● Records excerpted from a collection
______

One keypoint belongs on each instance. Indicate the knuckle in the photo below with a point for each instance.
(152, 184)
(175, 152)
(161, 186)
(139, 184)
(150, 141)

______

● Work instruction
Output every record verbatim.

● Output
One keypoint belongs on each instance. Indicate the knuckle in the photo below with a point for each instance.
(152, 184)
(175, 152)
(161, 186)
(139, 184)
(150, 141)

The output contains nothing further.